◆ Challenge
Copy exactly the last part of the entries, starting from the line with "soil with one point per instance." and including the final line.

Point annotations for photos:
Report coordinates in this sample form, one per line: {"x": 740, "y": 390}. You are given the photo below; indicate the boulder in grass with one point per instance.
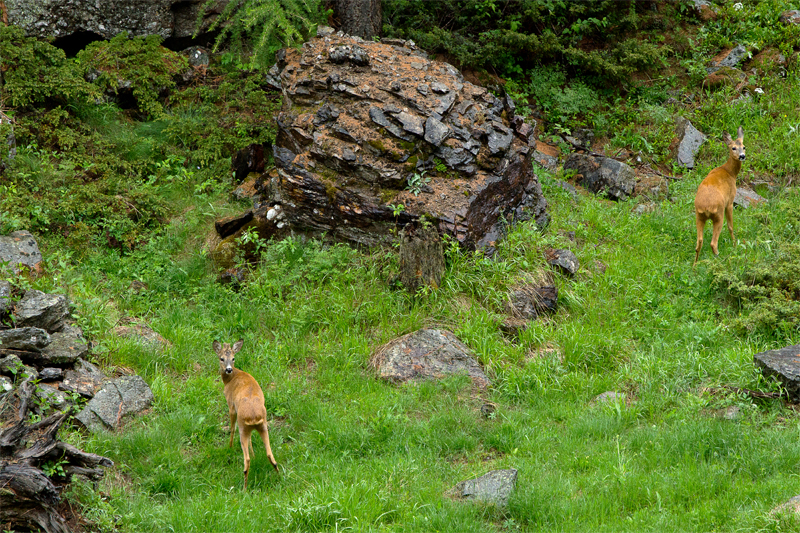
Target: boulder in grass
{"x": 493, "y": 488}
{"x": 427, "y": 354}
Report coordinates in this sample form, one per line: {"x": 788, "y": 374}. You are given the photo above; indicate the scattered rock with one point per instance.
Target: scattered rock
{"x": 791, "y": 16}
{"x": 65, "y": 347}
{"x": 746, "y": 197}
{"x": 705, "y": 10}
{"x": 791, "y": 507}
{"x": 603, "y": 174}
{"x": 727, "y": 58}
{"x": 529, "y": 301}
{"x": 5, "y": 297}
{"x": 689, "y": 141}
{"x": 427, "y": 354}
{"x": 25, "y": 339}
{"x": 609, "y": 397}
{"x": 118, "y": 397}
{"x": 84, "y": 379}
{"x": 51, "y": 374}
{"x": 493, "y": 488}
{"x": 565, "y": 260}
{"x": 356, "y": 123}
{"x": 144, "y": 334}
{"x": 19, "y": 249}
{"x": 784, "y": 365}
{"x": 45, "y": 311}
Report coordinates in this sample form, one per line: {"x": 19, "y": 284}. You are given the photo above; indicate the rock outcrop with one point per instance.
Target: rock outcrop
{"x": 366, "y": 126}
{"x": 63, "y": 18}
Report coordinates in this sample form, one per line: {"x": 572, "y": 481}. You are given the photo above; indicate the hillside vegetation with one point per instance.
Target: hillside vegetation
{"x": 122, "y": 189}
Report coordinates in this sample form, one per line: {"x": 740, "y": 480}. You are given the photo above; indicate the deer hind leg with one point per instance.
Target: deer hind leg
{"x": 701, "y": 224}
{"x": 264, "y": 432}
{"x": 729, "y": 220}
{"x": 233, "y": 427}
{"x": 717, "y": 220}
{"x": 244, "y": 437}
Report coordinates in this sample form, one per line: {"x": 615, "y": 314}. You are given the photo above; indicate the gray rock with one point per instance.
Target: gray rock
{"x": 690, "y": 140}
{"x": 51, "y": 374}
{"x": 435, "y": 131}
{"x": 6, "y": 385}
{"x": 731, "y": 59}
{"x": 609, "y": 397}
{"x": 564, "y": 260}
{"x": 603, "y": 174}
{"x": 5, "y": 297}
{"x": 66, "y": 346}
{"x": 411, "y": 123}
{"x": 46, "y": 397}
{"x": 62, "y": 18}
{"x": 746, "y": 197}
{"x": 19, "y": 249}
{"x": 784, "y": 365}
{"x": 791, "y": 16}
{"x": 46, "y": 311}
{"x": 84, "y": 379}
{"x": 427, "y": 354}
{"x": 25, "y": 339}
{"x": 118, "y": 398}
{"x": 530, "y": 301}
{"x": 494, "y": 487}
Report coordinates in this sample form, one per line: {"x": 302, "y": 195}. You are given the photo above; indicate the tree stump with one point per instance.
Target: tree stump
{"x": 421, "y": 258}
{"x": 29, "y": 498}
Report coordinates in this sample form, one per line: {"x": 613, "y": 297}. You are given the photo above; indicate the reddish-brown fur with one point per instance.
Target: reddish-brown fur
{"x": 716, "y": 192}
{"x": 245, "y": 403}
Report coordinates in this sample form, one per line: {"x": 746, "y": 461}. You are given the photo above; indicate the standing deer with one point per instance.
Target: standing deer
{"x": 716, "y": 193}
{"x": 245, "y": 403}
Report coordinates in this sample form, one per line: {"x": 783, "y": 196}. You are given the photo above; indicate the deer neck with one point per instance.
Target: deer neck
{"x": 732, "y": 166}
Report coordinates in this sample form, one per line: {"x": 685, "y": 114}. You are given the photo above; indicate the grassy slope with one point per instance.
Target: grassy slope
{"x": 361, "y": 454}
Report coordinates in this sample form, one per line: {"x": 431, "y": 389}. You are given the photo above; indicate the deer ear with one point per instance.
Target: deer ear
{"x": 238, "y": 345}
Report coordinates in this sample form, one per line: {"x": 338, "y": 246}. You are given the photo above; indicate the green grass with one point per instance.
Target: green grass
{"x": 358, "y": 454}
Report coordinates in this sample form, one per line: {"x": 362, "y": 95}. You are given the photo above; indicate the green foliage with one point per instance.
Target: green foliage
{"x": 266, "y": 25}
{"x": 147, "y": 66}
{"x": 767, "y": 293}
{"x": 37, "y": 73}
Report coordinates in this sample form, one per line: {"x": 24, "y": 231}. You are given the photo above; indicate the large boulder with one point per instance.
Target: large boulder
{"x": 427, "y": 354}
{"x": 603, "y": 175}
{"x": 366, "y": 126}
{"x": 64, "y": 18}
{"x": 119, "y": 397}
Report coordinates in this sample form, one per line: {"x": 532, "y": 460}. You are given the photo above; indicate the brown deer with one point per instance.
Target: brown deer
{"x": 716, "y": 193}
{"x": 245, "y": 403}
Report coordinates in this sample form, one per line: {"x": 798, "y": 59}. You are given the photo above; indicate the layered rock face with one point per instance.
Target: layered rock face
{"x": 366, "y": 126}
{"x": 62, "y": 18}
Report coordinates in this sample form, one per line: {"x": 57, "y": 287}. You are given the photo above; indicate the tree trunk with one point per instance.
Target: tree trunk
{"x": 358, "y": 17}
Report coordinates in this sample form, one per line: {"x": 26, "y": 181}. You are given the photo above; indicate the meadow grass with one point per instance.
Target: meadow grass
{"x": 359, "y": 454}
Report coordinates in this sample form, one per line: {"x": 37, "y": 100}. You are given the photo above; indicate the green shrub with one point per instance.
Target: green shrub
{"x": 149, "y": 67}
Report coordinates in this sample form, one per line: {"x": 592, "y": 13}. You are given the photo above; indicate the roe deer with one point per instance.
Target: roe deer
{"x": 245, "y": 403}
{"x": 716, "y": 193}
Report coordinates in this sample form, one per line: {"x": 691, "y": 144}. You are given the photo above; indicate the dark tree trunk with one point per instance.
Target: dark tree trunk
{"x": 358, "y": 17}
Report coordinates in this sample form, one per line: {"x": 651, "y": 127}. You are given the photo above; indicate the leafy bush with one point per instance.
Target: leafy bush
{"x": 768, "y": 293}
{"x": 37, "y": 73}
{"x": 148, "y": 66}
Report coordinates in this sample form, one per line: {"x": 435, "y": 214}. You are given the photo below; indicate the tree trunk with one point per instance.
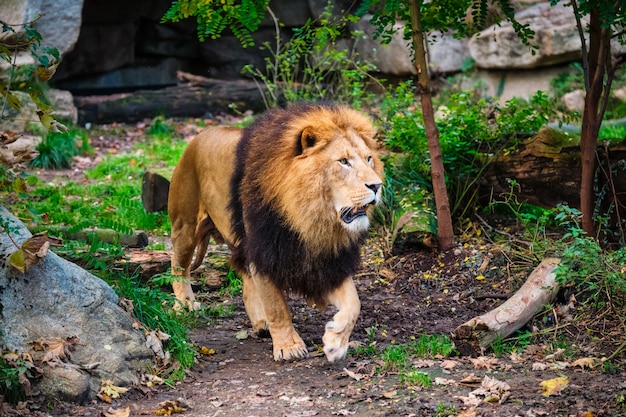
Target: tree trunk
{"x": 598, "y": 54}
{"x": 445, "y": 232}
{"x": 477, "y": 334}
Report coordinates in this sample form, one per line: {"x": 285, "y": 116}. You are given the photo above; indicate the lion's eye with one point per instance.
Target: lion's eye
{"x": 344, "y": 161}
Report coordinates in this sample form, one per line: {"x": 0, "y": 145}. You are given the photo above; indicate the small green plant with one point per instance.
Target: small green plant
{"x": 57, "y": 149}
{"x": 444, "y": 410}
{"x": 313, "y": 66}
{"x": 588, "y": 267}
{"x": 433, "y": 345}
{"x": 416, "y": 379}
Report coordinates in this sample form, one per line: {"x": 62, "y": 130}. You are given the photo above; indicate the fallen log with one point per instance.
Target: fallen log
{"x": 195, "y": 96}
{"x": 474, "y": 336}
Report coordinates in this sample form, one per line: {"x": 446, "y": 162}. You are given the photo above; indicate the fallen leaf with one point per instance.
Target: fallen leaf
{"x": 107, "y": 388}
{"x": 554, "y": 386}
{"x": 32, "y": 251}
{"x": 390, "y": 394}
{"x": 207, "y": 351}
{"x": 241, "y": 334}
{"x": 585, "y": 363}
{"x": 117, "y": 412}
{"x": 353, "y": 375}
{"x": 483, "y": 362}
{"x": 167, "y": 408}
{"x": 449, "y": 364}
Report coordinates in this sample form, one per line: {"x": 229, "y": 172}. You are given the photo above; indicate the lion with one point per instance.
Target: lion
{"x": 292, "y": 196}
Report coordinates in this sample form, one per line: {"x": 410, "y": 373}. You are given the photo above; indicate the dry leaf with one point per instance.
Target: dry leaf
{"x": 107, "y": 388}
{"x": 55, "y": 349}
{"x": 554, "y": 386}
{"x": 207, "y": 351}
{"x": 167, "y": 408}
{"x": 483, "y": 362}
{"x": 449, "y": 364}
{"x": 585, "y": 363}
{"x": 117, "y": 412}
{"x": 390, "y": 394}
{"x": 353, "y": 375}
{"x": 32, "y": 251}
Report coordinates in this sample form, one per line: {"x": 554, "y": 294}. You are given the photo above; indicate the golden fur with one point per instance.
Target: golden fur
{"x": 291, "y": 195}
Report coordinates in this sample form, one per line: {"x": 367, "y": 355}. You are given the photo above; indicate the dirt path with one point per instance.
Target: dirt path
{"x": 420, "y": 293}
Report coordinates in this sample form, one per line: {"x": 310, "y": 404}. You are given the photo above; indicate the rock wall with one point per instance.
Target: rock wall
{"x": 124, "y": 46}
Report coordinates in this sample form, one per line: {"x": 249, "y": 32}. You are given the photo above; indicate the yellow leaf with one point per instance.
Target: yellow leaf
{"x": 111, "y": 390}
{"x": 554, "y": 386}
{"x": 32, "y": 251}
{"x": 207, "y": 351}
{"x": 119, "y": 412}
{"x": 585, "y": 363}
{"x": 170, "y": 407}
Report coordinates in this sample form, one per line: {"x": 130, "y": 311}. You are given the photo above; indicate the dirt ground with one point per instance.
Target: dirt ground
{"x": 403, "y": 296}
{"x": 414, "y": 291}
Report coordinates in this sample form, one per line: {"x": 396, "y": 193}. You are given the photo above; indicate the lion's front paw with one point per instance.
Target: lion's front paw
{"x": 335, "y": 341}
{"x": 289, "y": 350}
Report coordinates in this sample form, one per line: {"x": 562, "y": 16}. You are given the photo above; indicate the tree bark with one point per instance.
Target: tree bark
{"x": 477, "y": 334}
{"x": 598, "y": 54}
{"x": 445, "y": 232}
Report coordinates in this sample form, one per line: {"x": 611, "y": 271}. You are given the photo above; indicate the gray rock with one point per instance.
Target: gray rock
{"x": 57, "y": 299}
{"x": 556, "y": 36}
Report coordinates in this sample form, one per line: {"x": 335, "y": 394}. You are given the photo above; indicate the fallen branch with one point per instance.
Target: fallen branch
{"x": 474, "y": 336}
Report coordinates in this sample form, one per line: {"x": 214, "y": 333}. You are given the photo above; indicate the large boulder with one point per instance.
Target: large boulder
{"x": 55, "y": 300}
{"x": 59, "y": 24}
{"x": 556, "y": 35}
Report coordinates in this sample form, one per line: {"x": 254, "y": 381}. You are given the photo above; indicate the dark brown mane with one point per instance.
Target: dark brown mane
{"x": 264, "y": 238}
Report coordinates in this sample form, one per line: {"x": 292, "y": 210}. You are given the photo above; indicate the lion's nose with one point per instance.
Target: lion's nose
{"x": 374, "y": 187}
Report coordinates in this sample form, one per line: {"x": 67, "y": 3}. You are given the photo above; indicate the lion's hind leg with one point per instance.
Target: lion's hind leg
{"x": 267, "y": 309}
{"x": 337, "y": 335}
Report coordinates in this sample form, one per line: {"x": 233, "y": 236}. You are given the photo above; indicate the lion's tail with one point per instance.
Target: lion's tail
{"x": 205, "y": 229}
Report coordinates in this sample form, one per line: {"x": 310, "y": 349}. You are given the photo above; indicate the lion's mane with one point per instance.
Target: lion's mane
{"x": 309, "y": 255}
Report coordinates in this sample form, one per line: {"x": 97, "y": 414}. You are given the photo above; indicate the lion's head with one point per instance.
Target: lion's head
{"x": 322, "y": 173}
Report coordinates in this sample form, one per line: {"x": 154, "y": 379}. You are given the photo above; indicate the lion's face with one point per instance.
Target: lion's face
{"x": 327, "y": 190}
{"x": 356, "y": 185}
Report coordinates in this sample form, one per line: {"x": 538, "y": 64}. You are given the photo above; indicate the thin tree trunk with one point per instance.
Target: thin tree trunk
{"x": 599, "y": 53}
{"x": 445, "y": 232}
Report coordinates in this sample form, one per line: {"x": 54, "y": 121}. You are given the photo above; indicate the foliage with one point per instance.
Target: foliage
{"x": 313, "y": 65}
{"x": 57, "y": 149}
{"x": 443, "y": 15}
{"x": 214, "y": 16}
{"x": 27, "y": 78}
{"x": 471, "y": 131}
{"x": 585, "y": 265}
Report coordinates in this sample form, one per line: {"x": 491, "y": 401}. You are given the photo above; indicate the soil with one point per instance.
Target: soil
{"x": 410, "y": 292}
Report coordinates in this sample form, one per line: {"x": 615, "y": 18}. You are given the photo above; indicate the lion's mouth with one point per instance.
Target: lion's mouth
{"x": 349, "y": 214}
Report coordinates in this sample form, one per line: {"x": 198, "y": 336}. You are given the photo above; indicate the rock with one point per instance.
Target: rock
{"x": 556, "y": 35}
{"x": 59, "y": 26}
{"x": 445, "y": 53}
{"x": 574, "y": 100}
{"x": 57, "y": 299}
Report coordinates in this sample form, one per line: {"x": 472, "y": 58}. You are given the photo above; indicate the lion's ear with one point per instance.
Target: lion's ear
{"x": 308, "y": 139}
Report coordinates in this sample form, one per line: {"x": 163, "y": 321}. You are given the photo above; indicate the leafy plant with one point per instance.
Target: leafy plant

◆ Result of this exercise
Report coordinates in this sample form, one per line: {"x": 491, "y": 401}. You are given the photo above; indicate the soil with one point per instance.
Target: soil
{"x": 410, "y": 292}
Report coordinates in this sample form, one per line: {"x": 615, "y": 18}. You are given the photo above; indicate the lion's mouth with one point per instance.
Target: lion's mouth
{"x": 349, "y": 214}
Report coordinates in this sample form, one per line: {"x": 198, "y": 336}. You are given the photo above; indicate the rock with one point per instance.
Target: rock
{"x": 556, "y": 35}
{"x": 59, "y": 26}
{"x": 445, "y": 53}
{"x": 574, "y": 100}
{"x": 57, "y": 299}
Report coordinates in this sample form, one per line: {"x": 472, "y": 58}. You are given the photo above; indicate the lion's ear with one point per instance.
Target: lion's ear
{"x": 308, "y": 139}
Report coordinates in this sample form, one per line: {"x": 163, "y": 321}. You are given the photo above; indicate the leafy plant with one point per instance.
Target: leafy plant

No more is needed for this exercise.